Exercise requirements →
Change every "jacuzzi" to "hot tub" in the material from the line with "Each instance of the white post" up to and including the line with "pixel 442 177", leaving everything else unchanged. Return only those lines.

Point placement records
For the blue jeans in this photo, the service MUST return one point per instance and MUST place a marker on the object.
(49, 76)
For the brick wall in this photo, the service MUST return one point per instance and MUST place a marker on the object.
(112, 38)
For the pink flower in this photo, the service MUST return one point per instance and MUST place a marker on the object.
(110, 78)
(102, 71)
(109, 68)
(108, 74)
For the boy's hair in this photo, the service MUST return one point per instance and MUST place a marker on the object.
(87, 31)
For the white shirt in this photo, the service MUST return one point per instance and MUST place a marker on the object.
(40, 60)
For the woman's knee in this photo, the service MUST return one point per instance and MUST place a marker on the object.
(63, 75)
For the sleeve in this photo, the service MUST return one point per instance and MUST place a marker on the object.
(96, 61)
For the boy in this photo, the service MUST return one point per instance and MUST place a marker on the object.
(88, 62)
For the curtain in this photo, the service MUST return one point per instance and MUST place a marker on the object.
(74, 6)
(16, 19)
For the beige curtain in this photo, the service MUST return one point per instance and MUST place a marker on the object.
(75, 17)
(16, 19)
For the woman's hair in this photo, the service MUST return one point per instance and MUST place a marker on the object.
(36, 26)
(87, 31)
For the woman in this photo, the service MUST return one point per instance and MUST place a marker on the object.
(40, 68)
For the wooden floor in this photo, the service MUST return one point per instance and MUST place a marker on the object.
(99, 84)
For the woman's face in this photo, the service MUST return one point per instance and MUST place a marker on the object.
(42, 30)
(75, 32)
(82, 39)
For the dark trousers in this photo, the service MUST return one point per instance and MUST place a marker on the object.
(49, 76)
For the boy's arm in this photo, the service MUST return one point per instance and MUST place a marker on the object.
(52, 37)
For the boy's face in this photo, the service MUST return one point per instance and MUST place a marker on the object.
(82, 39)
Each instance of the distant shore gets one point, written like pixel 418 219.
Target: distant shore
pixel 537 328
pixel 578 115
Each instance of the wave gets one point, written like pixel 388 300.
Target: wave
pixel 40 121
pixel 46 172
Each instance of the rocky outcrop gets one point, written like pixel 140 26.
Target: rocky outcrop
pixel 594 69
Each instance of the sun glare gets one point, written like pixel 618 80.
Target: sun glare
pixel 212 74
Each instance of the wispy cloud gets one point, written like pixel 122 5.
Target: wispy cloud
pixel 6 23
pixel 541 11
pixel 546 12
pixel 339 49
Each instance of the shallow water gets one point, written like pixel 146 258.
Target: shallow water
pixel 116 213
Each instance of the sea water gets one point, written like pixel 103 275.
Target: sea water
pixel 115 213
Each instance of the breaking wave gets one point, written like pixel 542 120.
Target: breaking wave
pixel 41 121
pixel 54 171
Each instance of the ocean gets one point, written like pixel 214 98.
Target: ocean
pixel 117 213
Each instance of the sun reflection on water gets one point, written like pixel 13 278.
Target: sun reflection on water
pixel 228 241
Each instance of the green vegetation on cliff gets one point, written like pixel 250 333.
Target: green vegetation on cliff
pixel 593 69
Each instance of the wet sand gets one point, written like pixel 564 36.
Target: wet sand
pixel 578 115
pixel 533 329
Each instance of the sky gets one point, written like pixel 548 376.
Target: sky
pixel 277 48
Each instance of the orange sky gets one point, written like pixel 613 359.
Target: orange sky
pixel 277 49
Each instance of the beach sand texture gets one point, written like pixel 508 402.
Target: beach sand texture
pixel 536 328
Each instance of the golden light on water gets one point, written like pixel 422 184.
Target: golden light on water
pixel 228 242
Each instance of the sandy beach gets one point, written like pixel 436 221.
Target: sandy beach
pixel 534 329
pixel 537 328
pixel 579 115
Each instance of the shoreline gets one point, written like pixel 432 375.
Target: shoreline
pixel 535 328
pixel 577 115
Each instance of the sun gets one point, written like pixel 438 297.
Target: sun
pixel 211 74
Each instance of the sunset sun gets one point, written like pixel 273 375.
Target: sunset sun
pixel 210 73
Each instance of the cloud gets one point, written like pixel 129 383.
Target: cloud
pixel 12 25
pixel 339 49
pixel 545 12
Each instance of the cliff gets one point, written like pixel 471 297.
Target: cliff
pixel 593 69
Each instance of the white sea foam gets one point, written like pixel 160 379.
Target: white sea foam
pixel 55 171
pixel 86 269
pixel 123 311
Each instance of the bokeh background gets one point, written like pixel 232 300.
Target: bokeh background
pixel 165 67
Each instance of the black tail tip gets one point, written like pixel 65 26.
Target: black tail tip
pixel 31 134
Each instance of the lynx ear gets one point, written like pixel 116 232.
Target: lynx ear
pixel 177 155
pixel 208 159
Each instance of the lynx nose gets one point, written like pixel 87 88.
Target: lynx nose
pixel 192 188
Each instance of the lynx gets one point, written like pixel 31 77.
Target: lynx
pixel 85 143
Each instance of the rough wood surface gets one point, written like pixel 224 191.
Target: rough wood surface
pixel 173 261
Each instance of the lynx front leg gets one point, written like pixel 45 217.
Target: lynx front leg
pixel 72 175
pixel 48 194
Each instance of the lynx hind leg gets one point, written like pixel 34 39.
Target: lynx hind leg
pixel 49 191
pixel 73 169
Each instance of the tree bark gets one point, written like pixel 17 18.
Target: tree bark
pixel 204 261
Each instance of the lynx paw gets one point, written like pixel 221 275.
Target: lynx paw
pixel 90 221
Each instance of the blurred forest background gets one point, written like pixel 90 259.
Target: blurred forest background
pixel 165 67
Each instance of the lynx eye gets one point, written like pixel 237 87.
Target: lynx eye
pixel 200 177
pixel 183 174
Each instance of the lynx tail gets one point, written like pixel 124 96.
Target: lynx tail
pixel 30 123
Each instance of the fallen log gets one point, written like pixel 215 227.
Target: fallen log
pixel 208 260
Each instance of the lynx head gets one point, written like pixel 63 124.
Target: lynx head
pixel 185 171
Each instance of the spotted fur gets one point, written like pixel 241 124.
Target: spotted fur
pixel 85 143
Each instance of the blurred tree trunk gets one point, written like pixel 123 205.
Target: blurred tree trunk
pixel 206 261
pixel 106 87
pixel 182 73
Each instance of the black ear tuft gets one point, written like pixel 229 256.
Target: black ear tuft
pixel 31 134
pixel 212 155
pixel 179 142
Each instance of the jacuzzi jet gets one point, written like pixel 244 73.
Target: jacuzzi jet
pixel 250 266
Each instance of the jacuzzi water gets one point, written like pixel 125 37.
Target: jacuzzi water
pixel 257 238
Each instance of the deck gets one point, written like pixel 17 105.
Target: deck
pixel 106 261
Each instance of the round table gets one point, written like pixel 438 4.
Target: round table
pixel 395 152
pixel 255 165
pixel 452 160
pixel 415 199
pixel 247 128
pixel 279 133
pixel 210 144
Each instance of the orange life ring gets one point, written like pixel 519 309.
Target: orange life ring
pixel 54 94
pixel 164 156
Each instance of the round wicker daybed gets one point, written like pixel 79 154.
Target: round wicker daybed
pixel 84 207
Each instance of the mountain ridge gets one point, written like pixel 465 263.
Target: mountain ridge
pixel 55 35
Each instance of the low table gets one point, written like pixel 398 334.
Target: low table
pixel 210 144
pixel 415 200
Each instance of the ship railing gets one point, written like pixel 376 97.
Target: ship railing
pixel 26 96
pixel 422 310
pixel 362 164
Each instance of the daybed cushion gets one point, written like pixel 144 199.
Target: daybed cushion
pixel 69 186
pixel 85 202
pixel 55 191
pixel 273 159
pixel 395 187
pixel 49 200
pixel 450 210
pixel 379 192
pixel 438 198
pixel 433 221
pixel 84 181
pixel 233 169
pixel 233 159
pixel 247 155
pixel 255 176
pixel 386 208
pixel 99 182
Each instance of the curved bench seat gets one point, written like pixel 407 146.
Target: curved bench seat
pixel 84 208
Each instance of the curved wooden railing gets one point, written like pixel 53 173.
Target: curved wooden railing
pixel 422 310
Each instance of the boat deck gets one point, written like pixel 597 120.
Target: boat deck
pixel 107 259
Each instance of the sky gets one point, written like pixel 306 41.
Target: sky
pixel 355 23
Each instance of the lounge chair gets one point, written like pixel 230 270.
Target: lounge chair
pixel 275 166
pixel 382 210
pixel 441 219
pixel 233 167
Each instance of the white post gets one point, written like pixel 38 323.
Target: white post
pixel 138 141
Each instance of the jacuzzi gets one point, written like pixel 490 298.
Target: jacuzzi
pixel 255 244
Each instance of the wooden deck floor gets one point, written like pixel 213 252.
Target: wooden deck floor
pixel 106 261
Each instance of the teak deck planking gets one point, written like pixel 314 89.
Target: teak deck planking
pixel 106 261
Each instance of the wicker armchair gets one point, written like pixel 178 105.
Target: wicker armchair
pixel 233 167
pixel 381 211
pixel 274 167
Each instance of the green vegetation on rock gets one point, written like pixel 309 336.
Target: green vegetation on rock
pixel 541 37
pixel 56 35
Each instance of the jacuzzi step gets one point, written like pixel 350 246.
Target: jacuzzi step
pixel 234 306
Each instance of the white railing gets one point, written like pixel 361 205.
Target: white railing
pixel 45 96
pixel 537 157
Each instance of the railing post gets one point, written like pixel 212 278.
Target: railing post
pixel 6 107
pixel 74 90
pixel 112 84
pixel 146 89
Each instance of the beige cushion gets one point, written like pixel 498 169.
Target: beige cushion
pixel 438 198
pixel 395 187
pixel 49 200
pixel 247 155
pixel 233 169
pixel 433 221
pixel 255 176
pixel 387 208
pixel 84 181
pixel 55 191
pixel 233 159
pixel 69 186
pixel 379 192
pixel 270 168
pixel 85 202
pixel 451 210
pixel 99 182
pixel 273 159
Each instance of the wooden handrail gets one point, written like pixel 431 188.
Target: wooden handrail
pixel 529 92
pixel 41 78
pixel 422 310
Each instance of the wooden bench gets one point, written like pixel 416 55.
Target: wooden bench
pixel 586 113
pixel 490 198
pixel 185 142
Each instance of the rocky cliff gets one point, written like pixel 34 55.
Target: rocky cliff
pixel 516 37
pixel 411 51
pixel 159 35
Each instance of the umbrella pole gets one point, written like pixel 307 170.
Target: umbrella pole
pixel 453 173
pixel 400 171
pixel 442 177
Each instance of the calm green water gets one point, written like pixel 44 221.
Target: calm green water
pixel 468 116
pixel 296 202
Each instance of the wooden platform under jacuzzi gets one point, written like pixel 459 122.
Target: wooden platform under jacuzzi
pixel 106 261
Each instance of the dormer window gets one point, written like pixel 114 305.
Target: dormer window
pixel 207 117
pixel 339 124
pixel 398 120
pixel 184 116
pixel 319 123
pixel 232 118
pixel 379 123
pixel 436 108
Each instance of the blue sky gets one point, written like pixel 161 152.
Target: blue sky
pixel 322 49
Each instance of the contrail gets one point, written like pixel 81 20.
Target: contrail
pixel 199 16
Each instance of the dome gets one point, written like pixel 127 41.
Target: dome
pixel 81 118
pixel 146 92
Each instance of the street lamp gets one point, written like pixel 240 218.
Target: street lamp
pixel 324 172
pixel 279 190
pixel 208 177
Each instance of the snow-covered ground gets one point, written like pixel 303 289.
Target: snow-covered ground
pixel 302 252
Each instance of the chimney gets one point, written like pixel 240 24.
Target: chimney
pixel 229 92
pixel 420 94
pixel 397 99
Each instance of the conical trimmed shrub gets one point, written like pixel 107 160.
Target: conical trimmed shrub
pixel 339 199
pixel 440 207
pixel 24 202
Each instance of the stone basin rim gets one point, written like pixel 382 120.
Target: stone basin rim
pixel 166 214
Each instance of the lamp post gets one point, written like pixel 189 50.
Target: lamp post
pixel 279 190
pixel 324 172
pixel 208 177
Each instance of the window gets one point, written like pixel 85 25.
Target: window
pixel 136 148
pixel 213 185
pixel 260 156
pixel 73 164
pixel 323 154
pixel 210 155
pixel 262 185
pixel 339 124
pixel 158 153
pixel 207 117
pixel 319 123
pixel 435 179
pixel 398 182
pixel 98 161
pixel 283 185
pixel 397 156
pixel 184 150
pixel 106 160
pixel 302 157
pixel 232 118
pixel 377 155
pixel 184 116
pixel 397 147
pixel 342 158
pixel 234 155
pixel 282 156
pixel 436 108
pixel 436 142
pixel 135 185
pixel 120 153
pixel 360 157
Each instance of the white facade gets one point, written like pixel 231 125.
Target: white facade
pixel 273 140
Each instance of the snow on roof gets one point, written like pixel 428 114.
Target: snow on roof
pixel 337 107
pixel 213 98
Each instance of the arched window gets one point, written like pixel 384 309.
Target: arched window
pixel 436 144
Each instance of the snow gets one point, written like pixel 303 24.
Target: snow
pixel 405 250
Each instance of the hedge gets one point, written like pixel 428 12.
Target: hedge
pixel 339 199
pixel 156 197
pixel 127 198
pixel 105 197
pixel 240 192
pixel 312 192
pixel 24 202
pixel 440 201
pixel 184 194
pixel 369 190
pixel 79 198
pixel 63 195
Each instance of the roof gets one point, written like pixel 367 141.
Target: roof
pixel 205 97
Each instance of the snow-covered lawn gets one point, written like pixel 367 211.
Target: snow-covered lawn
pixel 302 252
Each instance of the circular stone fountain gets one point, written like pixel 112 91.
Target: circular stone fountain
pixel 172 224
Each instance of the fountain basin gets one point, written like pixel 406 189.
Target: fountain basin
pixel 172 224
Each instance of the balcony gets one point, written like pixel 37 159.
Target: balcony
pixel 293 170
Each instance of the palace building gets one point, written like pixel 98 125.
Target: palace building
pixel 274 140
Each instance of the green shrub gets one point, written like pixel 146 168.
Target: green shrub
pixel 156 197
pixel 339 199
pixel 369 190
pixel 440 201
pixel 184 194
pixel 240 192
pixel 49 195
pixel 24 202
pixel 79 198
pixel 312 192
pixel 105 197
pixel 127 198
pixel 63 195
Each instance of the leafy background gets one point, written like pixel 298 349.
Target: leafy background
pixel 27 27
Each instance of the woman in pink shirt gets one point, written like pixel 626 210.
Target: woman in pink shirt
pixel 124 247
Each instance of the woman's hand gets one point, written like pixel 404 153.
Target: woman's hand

Completed exercise →
Each instance of the white post gets one point, written like pixel 38 323.
Target: white post
pixel 138 141
Each instance of the hot tub gets one point, written like pixel 490 298.
Target: hot tub
pixel 255 244
Each instance of the wooden deck floor gets one point, written like pixel 213 252.
Target: wooden deck floor
pixel 106 261
Each instance of the teak deck planking gets one point, written like pixel 314 89.
Target: teak deck planking
pixel 106 261
Each instance of the wicker armchair gets one point, written like pixel 178 105.
Target: wicker armchair
pixel 233 167
pixel 381 211
pixel 274 167
Each instance of the green vegetation on rock gets one point, written like pixel 309 336.
Target: green vegetation on rock
pixel 541 37
pixel 56 35
Each instance of the hot tub step gets one point, written like pixel 350 246.
Target: hot tub step
pixel 234 306
Each instance of the white railing gets one point, written like pixel 361 205.
Target: white railing
pixel 45 96
pixel 537 157
Each instance of the railing post gets one point, written like pixel 212 278.
Target: railing post
pixel 6 107
pixel 74 90
pixel 112 84
pixel 146 89
Each instance of the beige cushion gets one point, written like pixel 498 169.
Target: beige cushion
pixel 438 198
pixel 395 187
pixel 49 200
pixel 247 155
pixel 233 169
pixel 433 221
pixel 255 176
pixel 387 208
pixel 84 181
pixel 55 191
pixel 233 159
pixel 69 186
pixel 379 192
pixel 270 168
pixel 85 202
pixel 451 210
pixel 99 182
pixel 273 159
Each instance of the wooden handrail gets one point, written like pixel 431 188.
Target: wooden handrail
pixel 529 92
pixel 41 78
pixel 422 310
Each instance of the wooden bench gets one point, written like pixel 416 55.
Target: wooden bench
pixel 586 113
pixel 490 198
pixel 185 142
Each instance of the rocky cliff gets one point, written like pixel 34 55.
Target: rocky cliff
pixel 516 37
pixel 411 51
pixel 159 35
Each instance of the umbrella pole gets one point, written like pixel 307 170.
Target: umbrella pole
pixel 453 173
pixel 400 171
pixel 442 177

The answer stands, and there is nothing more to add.